## Work to be completed
Go through the entries below and pick out every line with "after".

## Material provided
%%
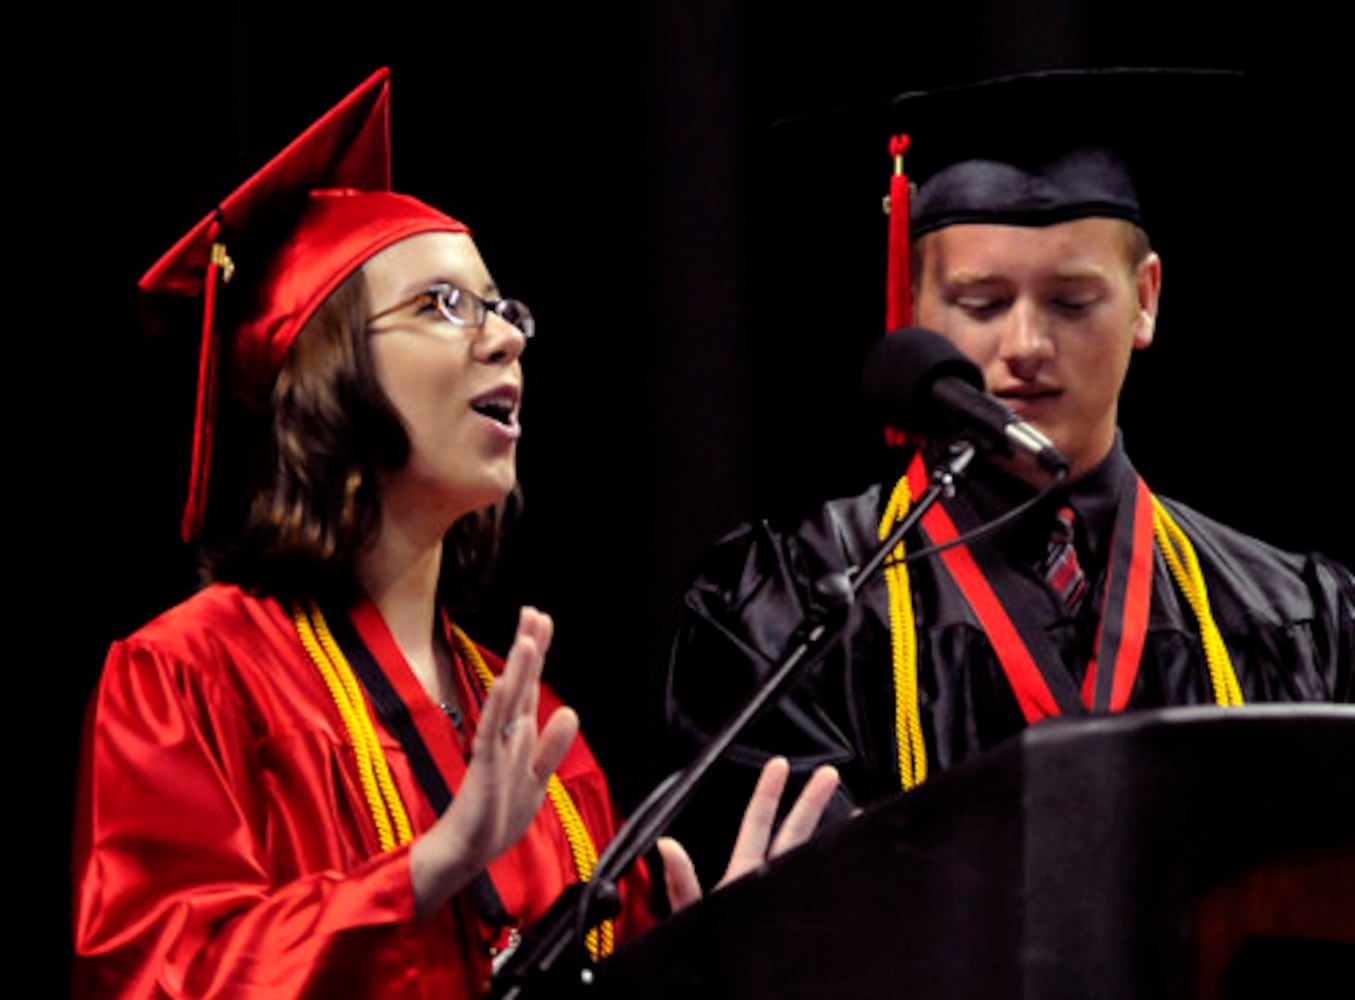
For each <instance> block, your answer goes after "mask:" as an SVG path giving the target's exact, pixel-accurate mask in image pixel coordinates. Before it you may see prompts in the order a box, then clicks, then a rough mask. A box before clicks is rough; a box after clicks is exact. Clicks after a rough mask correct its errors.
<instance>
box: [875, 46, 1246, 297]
mask: <svg viewBox="0 0 1355 1000" xmlns="http://www.w3.org/2000/svg"><path fill="white" fill-rule="evenodd" d="M1244 96H1245V76H1244V75H1243V73H1240V72H1234V70H1226V69H1175V68H1110V69H1062V70H1047V72H1037V73H1020V75H1012V76H1003V77H995V79H989V80H982V81H978V83H970V84H959V85H953V87H943V88H939V89H932V91H912V92H906V93H901V95H898V96H897V98H894V99H893V102H890V110H889V119H890V127H892V129H893V130H896V136H894V138H893V146H892V152H894V153H896V176H894V180H893V186H892V196H890V266H889V272H890V293H889V295H890V321H892V322H893V324H898V322H900V321H901V320H902V321H906V313H908V306H906V298H908V287H909V279H908V275H906V267H908V253H906V247H908V243H909V241H911V240H915V238H917V237H919V236H923V234H924V233H930V232H932V230H936V229H942V228H944V226H950V225H957V224H963V222H988V224H1000V225H1024V226H1046V225H1056V224H1058V222H1066V221H1069V220H1075V218H1085V217H1091V215H1098V217H1111V218H1123V220H1129V221H1131V222H1134V224H1137V225H1141V226H1145V228H1150V226H1152V211H1153V209H1152V205H1153V198H1150V196H1149V198H1145V190H1152V191H1154V192H1159V191H1161V190H1164V186H1167V187H1173V188H1177V194H1179V188H1180V187H1182V186H1186V184H1207V183H1210V182H1209V178H1210V175H1209V173H1206V175H1201V173H1199V172H1198V169H1196V168H1198V165H1199V164H1201V163H1207V164H1210V167H1211V169H1214V168H1217V167H1218V165H1220V163H1221V160H1220V157H1218V150H1220V146H1222V145H1225V144H1226V142H1228V141H1229V138H1230V137H1229V131H1232V130H1240V129H1241V127H1243V121H1244V119H1243V117H1241V114H1243V112H1244V111H1245V100H1244ZM905 168H906V173H905ZM1225 169H1226V168H1225ZM1213 176H1218V175H1217V171H1215V172H1214V173H1213ZM1145 186H1146V187H1145ZM1173 201H1176V199H1175V198H1173Z"/></svg>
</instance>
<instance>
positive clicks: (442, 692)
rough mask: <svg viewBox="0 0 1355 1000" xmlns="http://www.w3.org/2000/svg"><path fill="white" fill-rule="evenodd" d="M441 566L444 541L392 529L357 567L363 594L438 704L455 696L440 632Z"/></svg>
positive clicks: (372, 545)
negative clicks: (438, 614)
mask: <svg viewBox="0 0 1355 1000" xmlns="http://www.w3.org/2000/svg"><path fill="white" fill-rule="evenodd" d="M440 568H442V539H440V538H439V539H438V541H436V542H431V543H430V542H427V541H420V539H419V538H416V537H412V535H411V534H408V533H402V531H400V530H397V528H388V527H383V528H382V530H381V534H379V535H378V538H377V541H375V542H374V543H373V545H371V546H370V547H369V549H366V550H364V551H363V553H362V556H359V558H358V565H356V576H358V583H359V584H362V588H363V592H364V593H366V595H367V598H369V599H371V603H373V604H375V606H377V610H378V611H381V617H382V619H383V621H385V623H386V627H388V629H389V630H390V634H392V637H393V638H394V640H396V644H397V645H398V646H400V650H401V652H402V653H404V656H405V660H406V661H408V663H409V667H411V669H413V672H415V675H416V676H417V678H419V680H420V682H421V683H423V686H424V690H425V691H427V692H428V696H430V698H432V699H434V701H438V702H442V701H446V699H447V698H449V696H450V695H449V684H450V680H449V678H450V659H449V654H447V650H446V648H444V645H443V642H442V641H440V638H439V634H440V633H439V629H438V575H439V572H440Z"/></svg>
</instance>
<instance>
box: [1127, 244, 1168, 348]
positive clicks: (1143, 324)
mask: <svg viewBox="0 0 1355 1000" xmlns="http://www.w3.org/2000/svg"><path fill="white" fill-rule="evenodd" d="M1134 289H1135V291H1137V295H1138V309H1137V312H1135V314H1134V324H1133V329H1134V350H1142V348H1145V347H1148V346H1149V344H1150V343H1153V332H1154V331H1156V329H1157V299H1159V297H1160V295H1161V293H1163V259H1161V257H1159V256H1157V255H1156V253H1149V255H1148V256H1146V257H1144V259H1142V260H1140V262H1138V267H1135V268H1134Z"/></svg>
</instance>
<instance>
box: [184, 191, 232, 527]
mask: <svg viewBox="0 0 1355 1000" xmlns="http://www.w3.org/2000/svg"><path fill="white" fill-rule="evenodd" d="M221 229H222V226H221V217H220V213H218V215H217V220H215V221H214V222H213V224H211V228H210V229H209V238H210V240H211V253H210V256H209V257H207V268H206V272H205V274H203V283H202V285H203V289H202V291H203V294H202V346H201V348H199V351H198V401H196V408H195V412H194V417H192V466H191V470H190V473H188V500H187V503H186V504H184V508H183V520H182V522H180V524H179V534H180V537H182V538H183V541H184V542H192V541H194V539H196V538H198V535H199V534H201V533H202V519H203V516H205V514H206V508H207V472H209V470H210V469H211V439H213V428H214V425H215V421H217V355H218V354H220V347H218V337H217V322H215V317H217V286H218V283H225V282H229V280H230V275H232V272H233V271H234V264H233V263H232V260H230V256H229V255H228V253H226V247H225V244H224V243H221Z"/></svg>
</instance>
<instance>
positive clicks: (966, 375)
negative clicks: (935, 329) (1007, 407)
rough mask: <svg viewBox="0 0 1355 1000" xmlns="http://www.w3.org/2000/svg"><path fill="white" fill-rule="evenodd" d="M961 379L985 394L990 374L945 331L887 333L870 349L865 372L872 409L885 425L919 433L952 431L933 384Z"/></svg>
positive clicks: (868, 399)
mask: <svg viewBox="0 0 1355 1000" xmlns="http://www.w3.org/2000/svg"><path fill="white" fill-rule="evenodd" d="M940 378H958V379H961V381H963V382H967V383H969V385H972V386H974V389H977V390H978V392H984V375H982V373H981V371H980V370H978V366H977V364H974V363H973V362H972V360H969V358H966V356H965V355H963V354H961V352H959V350H958V348H957V347H955V346H954V344H951V343H950V341H949V340H946V337H943V336H942V335H940V333H936V332H934V331H930V329H924V328H921V327H909V328H906V329H897V331H894V332H892V333H886V335H885V336H883V337H882V339H881V340H878V341H877V343H875V346H874V347H873V348H871V350H870V354H869V355H867V358H866V366H864V369H863V371H862V388H863V390H864V396H866V405H867V407H869V408H870V412H871V415H873V416H874V417H875V419H878V420H879V421H881V423H883V424H886V425H889V427H893V428H897V430H900V431H913V432H915V434H944V432H947V431H949V430H950V427H949V420H947V412H946V408H944V407H938V405H935V398H934V396H932V386H934V385H935V383H936V381H938V379H940Z"/></svg>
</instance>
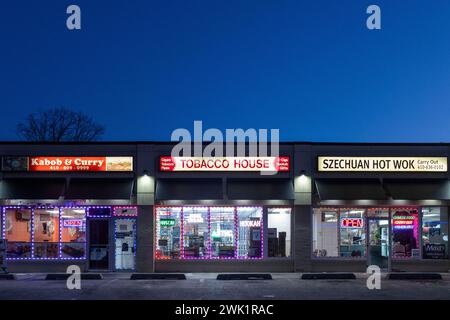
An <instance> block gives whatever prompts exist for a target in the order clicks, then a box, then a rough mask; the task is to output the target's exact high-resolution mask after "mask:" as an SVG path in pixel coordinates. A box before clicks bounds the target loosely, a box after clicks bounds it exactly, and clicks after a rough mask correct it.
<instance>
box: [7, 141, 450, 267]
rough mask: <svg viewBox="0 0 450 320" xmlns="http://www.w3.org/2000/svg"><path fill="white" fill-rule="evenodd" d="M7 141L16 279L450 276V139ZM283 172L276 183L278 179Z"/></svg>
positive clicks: (12, 256)
mask: <svg viewBox="0 0 450 320" xmlns="http://www.w3.org/2000/svg"><path fill="white" fill-rule="evenodd" d="M172 147H173V144H171V143H153V142H138V143H135V142H120V143H118V142H116V143H112V142H110V143H108V142H104V143H103V142H102V143H86V144H79V143H76V144H75V143H73V144H70V143H68V144H40V143H6V142H4V143H0V155H1V158H2V168H1V169H2V170H1V181H0V201H1V202H0V205H1V209H2V215H1V235H2V236H1V237H2V238H3V239H6V240H7V241H6V246H7V250H6V263H7V267H8V269H9V271H10V272H50V271H64V270H65V268H66V267H67V266H68V265H72V264H77V265H79V266H80V267H81V268H82V269H83V270H85V271H93V270H107V271H138V272H175V271H177V272H205V271H211V272H214V271H243V272H244V271H265V272H303V271H330V272H334V271H365V270H366V267H367V266H368V265H378V266H380V267H381V268H382V269H384V270H392V271H440V272H448V271H449V269H450V265H449V255H448V220H449V216H448V206H449V203H450V202H449V201H450V181H449V172H448V166H447V159H448V154H449V151H450V144H356V143H355V144H351V143H350V144H344V143H342V144H341V143H340V144H337V143H302V142H299V143H282V144H281V145H280V148H279V155H277V156H276V157H272V156H268V157H256V158H255V157H253V158H249V157H226V158H223V157H222V158H219V157H217V158H190V157H180V158H171V157H170V154H171V150H172ZM274 171H275V172H276V174H270V173H273V172H274Z"/></svg>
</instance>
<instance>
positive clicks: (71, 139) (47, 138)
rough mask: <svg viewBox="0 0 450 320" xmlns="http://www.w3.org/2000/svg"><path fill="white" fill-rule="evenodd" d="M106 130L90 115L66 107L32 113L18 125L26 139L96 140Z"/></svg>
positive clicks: (102, 126) (53, 141) (42, 140)
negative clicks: (75, 111)
mask: <svg viewBox="0 0 450 320" xmlns="http://www.w3.org/2000/svg"><path fill="white" fill-rule="evenodd" d="M104 132H105V128H104V127H103V126H102V125H101V124H98V123H96V122H95V121H94V120H93V119H92V118H91V117H89V116H88V115H86V114H84V113H82V112H74V111H71V110H67V109H65V108H53V109H49V110H45V111H41V112H37V113H32V114H30V115H28V116H27V117H26V118H25V119H24V120H23V121H22V122H20V123H19V124H18V125H17V134H18V136H19V137H20V138H21V139H24V140H26V141H39V142H64V141H80V142H82V141H96V140H99V139H100V138H101V136H102V135H103V133H104Z"/></svg>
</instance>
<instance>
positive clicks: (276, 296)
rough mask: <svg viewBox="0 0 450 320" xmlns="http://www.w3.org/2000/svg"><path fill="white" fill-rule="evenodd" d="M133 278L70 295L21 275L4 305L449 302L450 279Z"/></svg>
mask: <svg viewBox="0 0 450 320" xmlns="http://www.w3.org/2000/svg"><path fill="white" fill-rule="evenodd" d="M130 275H131V274H129V273H110V274H103V279H102V280H82V281H81V289H80V290H77V289H75V290H69V289H68V288H67V285H66V281H65V280H44V279H45V274H17V275H16V280H0V299H1V300H16V299H17V300H19V299H20V300H22V299H33V300H34V299H39V300H42V299H43V300H53V299H57V300H61V299H62V300H95V299H102V300H103V299H107V300H129V299H133V300H135V299H137V300H158V299H163V300H178V299H181V300H215V299H221V300H244V299H245V300H249V299H256V300H266V299H269V300H270V299H276V300H309V299H327V300H334V299H362V300H380V299H389V300H391V299H407V300H411V299H430V300H442V299H450V274H443V279H442V280H415V281H413V280H387V279H386V275H382V277H381V289H380V290H369V289H368V288H367V286H366V280H367V275H366V274H356V279H355V280H301V279H300V277H301V274H299V273H272V277H273V279H272V280H216V276H217V274H216V273H188V274H186V278H187V279H186V280H129V279H130Z"/></svg>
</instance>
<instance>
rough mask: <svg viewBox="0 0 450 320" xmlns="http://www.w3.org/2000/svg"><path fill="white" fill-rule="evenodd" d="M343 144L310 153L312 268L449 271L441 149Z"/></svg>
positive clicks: (445, 172)
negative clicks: (339, 147) (310, 172)
mask: <svg viewBox="0 0 450 320" xmlns="http://www.w3.org/2000/svg"><path fill="white" fill-rule="evenodd" d="M318 149H322V148H320V147H319V148H318ZM345 149H346V148H345V147H344V146H343V147H342V148H341V150H339V151H338V152H336V153H337V155H336V154H331V155H330V153H322V154H319V152H323V151H322V150H320V151H319V150H317V152H318V153H316V154H315V158H316V163H317V167H316V171H315V173H314V176H315V179H314V188H315V194H314V196H313V198H314V204H313V209H312V211H313V212H312V224H311V225H312V229H311V230H312V234H311V238H312V257H311V263H312V264H311V266H312V269H317V270H326V271H328V270H329V269H331V268H332V266H333V268H334V269H335V270H352V271H362V270H364V269H365V268H366V267H367V266H368V265H377V266H379V267H380V268H381V269H382V270H386V271H387V270H391V271H441V272H447V271H448V270H449V255H448V219H449V215H448V200H449V195H450V194H449V191H450V184H449V181H448V178H447V174H448V171H447V157H446V154H447V151H446V148H443V147H442V146H440V147H434V148H433V147H430V146H417V147H416V148H412V147H410V146H401V145H398V146H395V147H393V146H382V147H380V146H376V147H375V146H372V147H371V148H370V150H368V149H369V148H368V147H367V146H352V149H353V151H352V152H353V154H352V155H350V154H349V152H348V151H347V152H346V150H345ZM355 149H356V151H355ZM358 149H359V150H358ZM439 149H440V150H439ZM388 150H389V153H387V151H388ZM438 150H439V151H438ZM364 153H365V154H364ZM324 154H325V155H324ZM363 154H364V155H363ZM385 154H388V156H385Z"/></svg>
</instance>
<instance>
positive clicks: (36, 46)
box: [0, 0, 450, 142]
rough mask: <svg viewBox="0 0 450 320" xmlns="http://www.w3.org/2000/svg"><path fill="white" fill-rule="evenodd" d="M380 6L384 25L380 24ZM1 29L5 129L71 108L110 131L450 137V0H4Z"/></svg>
mask: <svg viewBox="0 0 450 320" xmlns="http://www.w3.org/2000/svg"><path fill="white" fill-rule="evenodd" d="M70 4H77V5H79V6H80V7H81V11H82V30H80V31H69V30H68V29H67V28H66V18H67V17H68V15H67V14H66V8H67V6H68V5H70ZM370 4H377V5H379V6H380V7H381V14H382V30H373V31H370V30H368V29H367V28H366V19H367V17H368V15H367V14H366V8H367V6H368V5H370ZM0 40H1V42H0V106H1V111H2V112H1V116H2V125H1V126H0V140H17V136H16V133H15V127H16V124H17V122H18V121H19V120H20V119H22V118H23V117H25V116H26V115H27V114H29V113H30V112H34V111H37V110H40V109H46V108H51V107H59V106H65V107H67V108H70V109H73V110H80V111H83V112H85V113H87V114H89V115H91V116H92V117H93V118H94V119H95V120H97V121H98V122H100V123H102V124H104V125H105V127H106V133H105V135H104V137H103V140H133V141H134V140H169V139H170V134H171V132H172V130H174V129H176V128H180V127H182V128H188V129H190V130H191V131H192V127H193V121H194V120H202V121H203V125H204V127H205V128H212V127H214V128H219V129H221V130H224V129H226V128H244V129H247V128H256V129H260V128H268V129H270V128H279V129H280V136H281V140H282V141H355V142H360V141H361V142H365V141H367V142H384V141H389V142H448V141H450V124H449V123H450V1H448V0H433V1H428V0H420V1H418V0H408V1H405V0H389V1H380V0H374V1H362V0H339V1H338V0H310V1H300V0H292V1H283V0H270V1H268V0H201V1H200V0H188V1H187V0H180V1H174V0H158V1H156V0H153V1H150V0H140V1H133V0H126V1H125V0H123V1H103V0H102V1H101V0H88V1H85V0H71V1H64V0H53V1H49V0H30V1H22V0H14V1H6V0H4V1H1V3H0Z"/></svg>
%%
## The completed task
For each <instance> block, your answer goes after "mask:" as an SVG path giving the target's exact, pixel-accurate mask in image pixel coordinates. Before it you may see prompts in the order a box, then clicks, then a rough mask. A box before clicks is rough; a box after clicks is exact. Clicks after a rough mask correct its errors.
An <instance> block gives whatever prompts exist for a target in the order clicks, then a box, then a rough mask; the task is to output the target's exact high-resolution mask after "mask:" as an SVG path in pixel coordinates. A box before clicks bounds the target loosely, a box after clicks bounds it exactly, and clicks after a rough mask correct it.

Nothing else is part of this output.